Work to do:
Condense the paragraph in the Paris travel post below that begins "Our apartment is a few blocks" into a short bulleted list that keeps its main facts.

Friday, August 7, 2009

Hello from Paris

Hello, everyone

Our apartment is a few blocks from the Eiffel Tower and we've bought an unlimited metro/bus pass, so we're wandering all over Paris. The prices here are insane, to the point where we feel like starving students: can you imagine $7 for a cup of coffee or even more for a coke? The first day we arrived we asked for a cafe creme and a croissant for each of us and it cost $18. We are now being very, very careful.

I am realizing that it's been close to 45 years since I was here for more than a day, and am amazed when places and stores I remember are still here. My French is coming back, too: quelle joie! Rick and I are spending our time wandering the streets, our favorite thing. He loves torturing himself by reading the prices of things. I guess it makes sense in that Paris is the equivalent of New York, but even in New York one can find lots of cheap places. Here, no.

We are admiring the beautiful apartment buildings with the wrought-iron grilles on the balconies that the first New Orleans settlers obviously brought with them, and the tiny streets with cafes and elegant stores. We sat in Notre Dame for an hour studying the design of the cathedral, and stood under the Eiffel Tower marveling at the complexity of its construction. It is so graceful, so smooth in the enormity of its height and breadth: it's amazing to think that when it was first built there was a huge outpouring of opposition to its ugliness! What would Paris be without it today? Rick wanted to see Pigalle (naturally) and I was suprised to see that there are still, all these years later, dozens of "sex shops" -- I thought it would be like Boston where the red-light district was replaced by the huge Government Center.

Data rows:
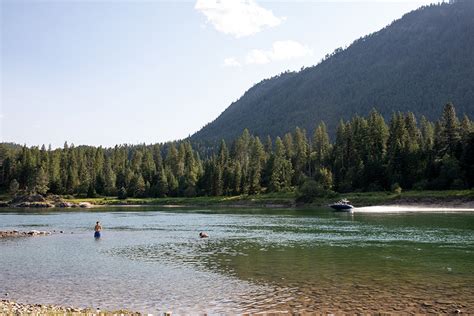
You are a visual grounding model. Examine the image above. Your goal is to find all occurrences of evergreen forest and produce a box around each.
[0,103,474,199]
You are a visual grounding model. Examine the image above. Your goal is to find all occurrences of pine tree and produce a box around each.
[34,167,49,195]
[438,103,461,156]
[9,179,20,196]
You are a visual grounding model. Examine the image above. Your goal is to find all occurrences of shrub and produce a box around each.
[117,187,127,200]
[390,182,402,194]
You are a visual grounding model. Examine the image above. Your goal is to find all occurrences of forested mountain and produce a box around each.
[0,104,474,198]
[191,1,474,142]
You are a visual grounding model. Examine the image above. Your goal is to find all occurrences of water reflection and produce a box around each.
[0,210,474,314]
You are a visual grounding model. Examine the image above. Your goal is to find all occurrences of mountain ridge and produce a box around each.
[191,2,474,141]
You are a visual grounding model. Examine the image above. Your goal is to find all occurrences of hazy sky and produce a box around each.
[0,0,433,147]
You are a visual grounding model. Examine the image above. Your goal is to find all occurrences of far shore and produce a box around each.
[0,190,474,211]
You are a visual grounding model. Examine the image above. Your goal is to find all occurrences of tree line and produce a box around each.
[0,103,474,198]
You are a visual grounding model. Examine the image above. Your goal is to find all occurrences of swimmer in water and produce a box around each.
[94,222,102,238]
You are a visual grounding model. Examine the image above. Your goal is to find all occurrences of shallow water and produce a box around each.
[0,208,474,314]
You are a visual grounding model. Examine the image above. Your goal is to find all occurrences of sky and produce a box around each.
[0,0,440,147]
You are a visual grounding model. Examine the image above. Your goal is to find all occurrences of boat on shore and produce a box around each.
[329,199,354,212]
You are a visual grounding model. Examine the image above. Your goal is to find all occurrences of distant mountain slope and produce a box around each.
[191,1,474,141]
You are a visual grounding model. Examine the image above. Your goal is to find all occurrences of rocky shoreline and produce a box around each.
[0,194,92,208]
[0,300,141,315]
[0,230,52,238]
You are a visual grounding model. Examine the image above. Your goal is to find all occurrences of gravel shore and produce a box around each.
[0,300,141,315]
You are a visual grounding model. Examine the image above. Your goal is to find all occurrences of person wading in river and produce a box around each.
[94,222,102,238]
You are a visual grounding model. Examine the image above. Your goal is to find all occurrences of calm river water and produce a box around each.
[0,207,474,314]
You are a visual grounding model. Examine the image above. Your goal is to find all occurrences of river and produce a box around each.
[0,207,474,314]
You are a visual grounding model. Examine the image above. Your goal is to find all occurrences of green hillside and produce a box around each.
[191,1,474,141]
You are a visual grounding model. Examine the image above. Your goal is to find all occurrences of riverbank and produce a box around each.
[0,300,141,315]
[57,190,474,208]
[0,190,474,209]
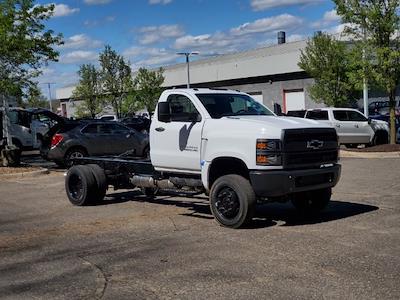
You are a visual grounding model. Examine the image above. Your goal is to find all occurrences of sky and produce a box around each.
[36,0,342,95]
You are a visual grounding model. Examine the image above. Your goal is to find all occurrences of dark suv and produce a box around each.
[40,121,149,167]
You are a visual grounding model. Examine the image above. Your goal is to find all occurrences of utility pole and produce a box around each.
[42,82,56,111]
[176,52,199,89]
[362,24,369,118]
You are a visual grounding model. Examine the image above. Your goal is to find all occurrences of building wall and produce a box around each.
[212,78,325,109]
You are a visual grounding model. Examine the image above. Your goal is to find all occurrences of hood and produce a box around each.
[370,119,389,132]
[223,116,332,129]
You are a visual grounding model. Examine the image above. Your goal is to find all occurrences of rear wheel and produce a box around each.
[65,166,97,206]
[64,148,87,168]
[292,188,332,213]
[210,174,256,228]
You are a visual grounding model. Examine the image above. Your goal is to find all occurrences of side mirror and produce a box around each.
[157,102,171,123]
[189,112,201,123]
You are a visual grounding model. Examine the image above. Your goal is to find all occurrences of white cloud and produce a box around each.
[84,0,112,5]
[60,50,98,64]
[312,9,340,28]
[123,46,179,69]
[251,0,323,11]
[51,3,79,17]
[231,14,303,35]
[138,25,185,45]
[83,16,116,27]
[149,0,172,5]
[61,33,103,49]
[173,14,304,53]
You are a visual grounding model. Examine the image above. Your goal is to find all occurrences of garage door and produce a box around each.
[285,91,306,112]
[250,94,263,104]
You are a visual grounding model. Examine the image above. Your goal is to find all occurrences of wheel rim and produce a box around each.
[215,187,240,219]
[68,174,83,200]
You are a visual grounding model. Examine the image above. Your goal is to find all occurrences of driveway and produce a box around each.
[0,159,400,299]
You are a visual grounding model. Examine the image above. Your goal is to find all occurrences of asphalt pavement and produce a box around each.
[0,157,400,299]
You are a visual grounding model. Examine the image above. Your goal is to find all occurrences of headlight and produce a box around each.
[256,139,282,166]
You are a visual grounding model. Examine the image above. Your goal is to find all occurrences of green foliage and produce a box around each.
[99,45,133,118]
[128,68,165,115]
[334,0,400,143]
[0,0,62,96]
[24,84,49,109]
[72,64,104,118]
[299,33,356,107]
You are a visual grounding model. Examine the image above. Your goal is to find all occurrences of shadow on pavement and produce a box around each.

Solution to this task:
- The apartment is a few blocks from the Eiffel Tower.
- An unlimited metro/bus pass lets them wander all over Paris.
- Prices are so high that they feel like starving students: about $7 for a coffee and even more for a coke.
- On their first day, a cafe creme and a croissant for each of them cost $18.
- They are now being very careful with money.